### TEXTAUSSCHNITT
Israels Regierung soll über den Stopp der höchst umstrittenen Justizreform beraten, nachdem es in der Nacht auf Montag zu heftigen Protesten im Land gekommen ist. Das berichtete die «Jerusalem Post» am frühen Montagmorgen. Der Präsident des Landes, Izchak Herzog, rief die von Ministerpräsident Benjamin Netanjahu geführte regierende Koalition danach offiziell zur Einstellung der Gesetzgebung auf:
Zuvor war es nach der Entlassung des kritischen Verteidigungsministers Joaw Galant zu einer deutlichen Verschärfung der Proteste im Land gekommen. Eine Übersicht über die Ereignisse der vergangenen 48 Stunden:
Israel wird von den heftigsten Protesten seit deren Beginn vor einigen Wochen erschüttert. Grund ist die Entlassung von Verteidigungsminister Joaw Galant am Sonntagabend. Galant äusserte sich kritisch zu der höchst umstrittenen Justizreform und wurde von Ministerpräsident Benjamin Netanjahu deshalb am Sonntagabend des Amtes enthoben.
In der Nacht auf Montag verschärften sich die Proteste deswegen deutlich – israelische Medien berichten von insgesamt bis zu 600'000 Menschen, die in Städten im ganzen Land auf die Strasse gehen und ihren Unmut kundtun. Bei den Protesten kam es auch zu Scharmützeln mit der teilweise überforderten Polizei.
Am Montagmittag rief Netanjahu via Twitter die Demonstrierenden dazu auf, friedlich zu bleiben:
אני קורא לכל המפגינים בירושלים, מימין ומשמאל, לנהוג באחריות ולא לפעול באלימות. אנשים אחים אנחנו.

### BEREITGESTELLTES MATERIAL
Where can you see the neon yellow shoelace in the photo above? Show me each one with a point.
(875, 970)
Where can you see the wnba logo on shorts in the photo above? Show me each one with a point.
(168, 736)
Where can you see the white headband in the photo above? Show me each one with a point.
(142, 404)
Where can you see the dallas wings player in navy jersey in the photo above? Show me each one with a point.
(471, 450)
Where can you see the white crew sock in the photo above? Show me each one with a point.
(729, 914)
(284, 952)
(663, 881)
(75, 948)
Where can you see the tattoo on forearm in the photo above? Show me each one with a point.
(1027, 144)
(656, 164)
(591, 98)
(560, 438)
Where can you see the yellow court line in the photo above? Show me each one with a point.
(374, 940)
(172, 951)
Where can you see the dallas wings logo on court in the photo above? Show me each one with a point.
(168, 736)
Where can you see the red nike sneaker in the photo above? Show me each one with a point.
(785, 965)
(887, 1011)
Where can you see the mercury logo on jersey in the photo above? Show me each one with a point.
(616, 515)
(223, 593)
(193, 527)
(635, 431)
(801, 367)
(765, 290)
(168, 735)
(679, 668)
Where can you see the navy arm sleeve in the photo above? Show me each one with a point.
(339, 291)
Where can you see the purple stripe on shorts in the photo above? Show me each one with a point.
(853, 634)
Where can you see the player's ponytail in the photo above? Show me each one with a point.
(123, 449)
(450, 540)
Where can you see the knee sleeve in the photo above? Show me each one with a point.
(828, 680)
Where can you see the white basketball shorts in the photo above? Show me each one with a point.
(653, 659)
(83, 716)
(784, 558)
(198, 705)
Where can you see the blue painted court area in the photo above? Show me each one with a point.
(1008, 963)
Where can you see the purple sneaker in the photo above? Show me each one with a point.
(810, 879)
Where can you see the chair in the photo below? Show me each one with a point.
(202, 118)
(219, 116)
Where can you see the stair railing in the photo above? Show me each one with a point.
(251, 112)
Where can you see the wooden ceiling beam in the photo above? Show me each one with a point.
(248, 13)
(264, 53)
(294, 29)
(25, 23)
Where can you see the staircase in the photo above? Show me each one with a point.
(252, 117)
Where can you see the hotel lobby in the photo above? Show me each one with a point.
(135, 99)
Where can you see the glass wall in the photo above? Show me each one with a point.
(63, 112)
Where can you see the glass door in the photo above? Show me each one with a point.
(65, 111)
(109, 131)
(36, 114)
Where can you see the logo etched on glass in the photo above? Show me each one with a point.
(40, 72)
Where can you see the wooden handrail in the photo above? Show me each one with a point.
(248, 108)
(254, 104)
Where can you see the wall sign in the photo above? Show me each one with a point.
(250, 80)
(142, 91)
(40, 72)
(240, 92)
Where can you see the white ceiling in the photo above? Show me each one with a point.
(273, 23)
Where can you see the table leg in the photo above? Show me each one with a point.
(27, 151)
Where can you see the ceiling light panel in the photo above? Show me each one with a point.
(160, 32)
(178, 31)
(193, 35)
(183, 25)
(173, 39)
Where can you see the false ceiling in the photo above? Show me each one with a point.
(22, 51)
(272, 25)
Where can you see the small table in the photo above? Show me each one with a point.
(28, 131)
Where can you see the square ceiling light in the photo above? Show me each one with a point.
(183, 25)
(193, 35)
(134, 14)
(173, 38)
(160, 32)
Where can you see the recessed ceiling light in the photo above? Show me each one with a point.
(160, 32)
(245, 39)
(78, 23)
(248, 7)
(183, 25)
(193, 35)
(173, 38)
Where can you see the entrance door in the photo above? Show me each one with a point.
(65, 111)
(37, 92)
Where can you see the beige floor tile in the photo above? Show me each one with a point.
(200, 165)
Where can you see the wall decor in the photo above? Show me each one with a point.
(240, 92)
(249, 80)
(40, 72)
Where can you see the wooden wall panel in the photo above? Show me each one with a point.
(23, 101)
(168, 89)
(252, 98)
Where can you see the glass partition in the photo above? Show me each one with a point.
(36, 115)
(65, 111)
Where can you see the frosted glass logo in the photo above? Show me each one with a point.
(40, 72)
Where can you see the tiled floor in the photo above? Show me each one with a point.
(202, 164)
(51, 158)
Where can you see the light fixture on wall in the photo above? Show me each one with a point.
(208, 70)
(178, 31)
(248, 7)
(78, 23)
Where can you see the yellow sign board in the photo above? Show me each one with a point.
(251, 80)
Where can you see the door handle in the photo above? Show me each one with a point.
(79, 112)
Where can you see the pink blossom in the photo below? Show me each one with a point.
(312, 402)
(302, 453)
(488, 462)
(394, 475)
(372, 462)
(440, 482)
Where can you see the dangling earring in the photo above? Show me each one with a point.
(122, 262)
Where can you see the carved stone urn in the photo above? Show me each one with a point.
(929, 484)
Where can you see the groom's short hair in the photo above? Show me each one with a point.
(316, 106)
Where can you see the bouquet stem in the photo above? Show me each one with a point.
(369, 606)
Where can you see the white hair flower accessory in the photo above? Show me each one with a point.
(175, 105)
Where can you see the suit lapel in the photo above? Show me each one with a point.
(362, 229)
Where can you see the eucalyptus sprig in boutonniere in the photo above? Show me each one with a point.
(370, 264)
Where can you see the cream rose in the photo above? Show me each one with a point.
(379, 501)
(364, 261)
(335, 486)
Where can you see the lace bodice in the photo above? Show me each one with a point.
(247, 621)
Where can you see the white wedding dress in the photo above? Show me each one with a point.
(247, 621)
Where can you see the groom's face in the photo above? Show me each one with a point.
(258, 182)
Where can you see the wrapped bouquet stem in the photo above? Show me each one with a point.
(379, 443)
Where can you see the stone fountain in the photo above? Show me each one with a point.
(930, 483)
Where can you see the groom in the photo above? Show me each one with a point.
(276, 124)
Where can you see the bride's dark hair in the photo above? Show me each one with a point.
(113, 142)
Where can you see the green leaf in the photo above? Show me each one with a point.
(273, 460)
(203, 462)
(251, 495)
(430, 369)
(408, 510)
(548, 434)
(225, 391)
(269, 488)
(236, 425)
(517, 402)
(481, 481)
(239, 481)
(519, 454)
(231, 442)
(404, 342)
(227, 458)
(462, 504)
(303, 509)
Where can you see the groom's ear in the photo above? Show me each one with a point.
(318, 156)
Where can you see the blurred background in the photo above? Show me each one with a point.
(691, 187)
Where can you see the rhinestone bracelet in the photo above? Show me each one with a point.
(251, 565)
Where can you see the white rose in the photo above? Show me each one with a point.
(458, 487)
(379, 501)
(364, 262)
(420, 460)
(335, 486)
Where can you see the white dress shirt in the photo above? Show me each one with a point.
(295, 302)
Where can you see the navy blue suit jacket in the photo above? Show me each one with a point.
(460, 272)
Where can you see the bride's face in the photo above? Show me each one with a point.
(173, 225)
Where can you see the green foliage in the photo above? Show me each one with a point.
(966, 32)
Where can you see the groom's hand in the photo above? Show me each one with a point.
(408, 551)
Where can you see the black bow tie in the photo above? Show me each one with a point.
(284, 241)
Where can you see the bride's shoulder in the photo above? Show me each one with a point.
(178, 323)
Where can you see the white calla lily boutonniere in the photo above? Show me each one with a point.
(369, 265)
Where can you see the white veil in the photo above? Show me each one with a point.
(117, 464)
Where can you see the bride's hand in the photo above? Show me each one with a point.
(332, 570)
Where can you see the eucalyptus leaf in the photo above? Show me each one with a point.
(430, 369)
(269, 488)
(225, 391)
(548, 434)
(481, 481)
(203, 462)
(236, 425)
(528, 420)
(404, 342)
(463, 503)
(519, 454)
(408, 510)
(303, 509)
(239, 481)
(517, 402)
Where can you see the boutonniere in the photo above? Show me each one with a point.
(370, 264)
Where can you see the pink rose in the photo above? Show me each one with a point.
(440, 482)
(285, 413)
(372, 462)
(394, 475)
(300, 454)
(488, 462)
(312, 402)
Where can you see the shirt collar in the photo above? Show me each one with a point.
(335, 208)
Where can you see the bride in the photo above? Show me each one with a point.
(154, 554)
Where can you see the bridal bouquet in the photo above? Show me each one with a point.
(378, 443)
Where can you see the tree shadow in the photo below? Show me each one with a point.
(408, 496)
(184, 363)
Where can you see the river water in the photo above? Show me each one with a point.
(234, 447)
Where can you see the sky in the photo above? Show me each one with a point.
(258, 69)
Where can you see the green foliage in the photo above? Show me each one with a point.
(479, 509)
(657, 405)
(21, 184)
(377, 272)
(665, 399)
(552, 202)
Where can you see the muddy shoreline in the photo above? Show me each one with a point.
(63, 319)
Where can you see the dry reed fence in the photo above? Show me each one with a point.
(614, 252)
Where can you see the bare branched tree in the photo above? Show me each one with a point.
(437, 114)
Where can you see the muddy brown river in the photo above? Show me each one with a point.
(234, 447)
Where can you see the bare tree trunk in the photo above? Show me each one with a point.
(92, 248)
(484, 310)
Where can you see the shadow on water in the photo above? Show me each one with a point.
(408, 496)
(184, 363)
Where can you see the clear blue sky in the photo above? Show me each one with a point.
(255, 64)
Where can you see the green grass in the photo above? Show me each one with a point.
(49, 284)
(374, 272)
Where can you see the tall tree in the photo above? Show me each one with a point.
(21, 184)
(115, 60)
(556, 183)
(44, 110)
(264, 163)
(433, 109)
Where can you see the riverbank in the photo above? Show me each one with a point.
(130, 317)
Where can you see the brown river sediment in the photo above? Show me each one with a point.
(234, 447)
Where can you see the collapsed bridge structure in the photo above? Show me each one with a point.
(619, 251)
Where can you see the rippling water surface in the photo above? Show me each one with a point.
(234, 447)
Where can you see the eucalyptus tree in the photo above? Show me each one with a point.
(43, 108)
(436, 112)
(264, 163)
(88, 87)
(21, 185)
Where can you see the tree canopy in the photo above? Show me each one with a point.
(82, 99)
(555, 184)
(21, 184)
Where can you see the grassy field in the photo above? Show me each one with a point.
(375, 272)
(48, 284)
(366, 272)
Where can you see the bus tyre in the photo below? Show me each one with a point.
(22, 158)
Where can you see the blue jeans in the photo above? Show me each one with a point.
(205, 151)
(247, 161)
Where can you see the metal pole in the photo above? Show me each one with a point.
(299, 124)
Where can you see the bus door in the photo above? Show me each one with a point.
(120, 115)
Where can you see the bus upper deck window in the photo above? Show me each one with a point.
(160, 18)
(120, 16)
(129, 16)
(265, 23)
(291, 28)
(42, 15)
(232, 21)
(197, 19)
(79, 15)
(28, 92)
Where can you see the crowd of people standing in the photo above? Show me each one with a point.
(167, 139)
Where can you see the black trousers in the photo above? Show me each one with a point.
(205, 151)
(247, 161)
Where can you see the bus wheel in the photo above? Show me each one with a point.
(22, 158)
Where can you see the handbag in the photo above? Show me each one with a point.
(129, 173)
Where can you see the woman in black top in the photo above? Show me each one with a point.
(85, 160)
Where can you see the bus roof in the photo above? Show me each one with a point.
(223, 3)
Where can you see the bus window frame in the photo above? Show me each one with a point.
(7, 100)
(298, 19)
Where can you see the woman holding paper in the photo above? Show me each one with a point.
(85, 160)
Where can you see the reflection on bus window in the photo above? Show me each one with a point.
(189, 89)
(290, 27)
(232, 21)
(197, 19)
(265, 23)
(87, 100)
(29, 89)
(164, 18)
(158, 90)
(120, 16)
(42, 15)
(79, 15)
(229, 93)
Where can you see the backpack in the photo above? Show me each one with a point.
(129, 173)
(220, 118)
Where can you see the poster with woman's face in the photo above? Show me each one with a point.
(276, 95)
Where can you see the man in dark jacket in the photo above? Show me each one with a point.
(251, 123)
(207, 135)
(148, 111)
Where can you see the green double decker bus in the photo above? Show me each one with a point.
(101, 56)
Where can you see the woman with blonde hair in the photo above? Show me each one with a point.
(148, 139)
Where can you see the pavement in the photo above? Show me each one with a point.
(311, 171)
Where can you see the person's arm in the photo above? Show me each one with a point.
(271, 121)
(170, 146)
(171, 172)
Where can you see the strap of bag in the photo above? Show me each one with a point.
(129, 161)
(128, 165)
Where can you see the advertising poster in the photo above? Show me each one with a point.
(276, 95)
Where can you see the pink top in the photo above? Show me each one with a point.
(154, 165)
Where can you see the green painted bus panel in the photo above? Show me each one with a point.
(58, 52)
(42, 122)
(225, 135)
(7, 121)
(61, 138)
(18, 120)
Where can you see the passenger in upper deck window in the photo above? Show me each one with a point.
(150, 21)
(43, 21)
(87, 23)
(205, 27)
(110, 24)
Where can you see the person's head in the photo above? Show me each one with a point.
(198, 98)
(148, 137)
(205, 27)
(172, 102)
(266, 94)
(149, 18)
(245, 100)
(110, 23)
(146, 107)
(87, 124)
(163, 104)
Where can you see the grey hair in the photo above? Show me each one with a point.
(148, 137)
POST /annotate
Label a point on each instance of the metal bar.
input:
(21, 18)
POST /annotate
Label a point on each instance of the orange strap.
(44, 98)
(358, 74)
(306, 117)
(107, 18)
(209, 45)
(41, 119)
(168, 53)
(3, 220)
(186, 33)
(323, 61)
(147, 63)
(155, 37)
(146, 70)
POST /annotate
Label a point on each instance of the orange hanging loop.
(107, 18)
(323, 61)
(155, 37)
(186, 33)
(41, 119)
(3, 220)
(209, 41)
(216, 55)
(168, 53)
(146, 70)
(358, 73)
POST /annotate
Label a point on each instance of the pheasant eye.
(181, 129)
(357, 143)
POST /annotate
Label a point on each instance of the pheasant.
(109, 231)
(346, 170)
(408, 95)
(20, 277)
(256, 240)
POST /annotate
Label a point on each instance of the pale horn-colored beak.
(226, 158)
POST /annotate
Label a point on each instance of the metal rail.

### AUFGABENSTELLUNG A
Schreibe aus dem Textausschnitt die Passage ab, die mit „In der Nacht auf Montag verschärften“ beginnt und mit „teilweise überforderten Polizei.“ endet.
### AUFGABENSTELLUNG B
Wähle alle Zeilen aus, in denen die Zeichenfolge „metal“ vorkommt, und gib sie unverändert wieder. Achte dabei auf Groß- und Kleinschreibung.

### VOLLSTÄNDIGE LÖSUNG A
In der Nacht auf Montag verschärften sich die Proteste deswegen deutlich – israelische Medien berichten von insgesamt bis zu 600'000 Menschen, die in Städten im ganzen Land auf die Strasse gehen und ihren Unmut kundtun. Bei den Protesten kam es auch zu Scharmützeln mit der teilweise überforderten Polizei.

### VOLLSTÄNDIGE LÖSUNG B
Where can you see the metal pole in the photo above? Show me each one with a point.
Label a point on each instance of the metal bar.
Label a point on each instance of the metal rail.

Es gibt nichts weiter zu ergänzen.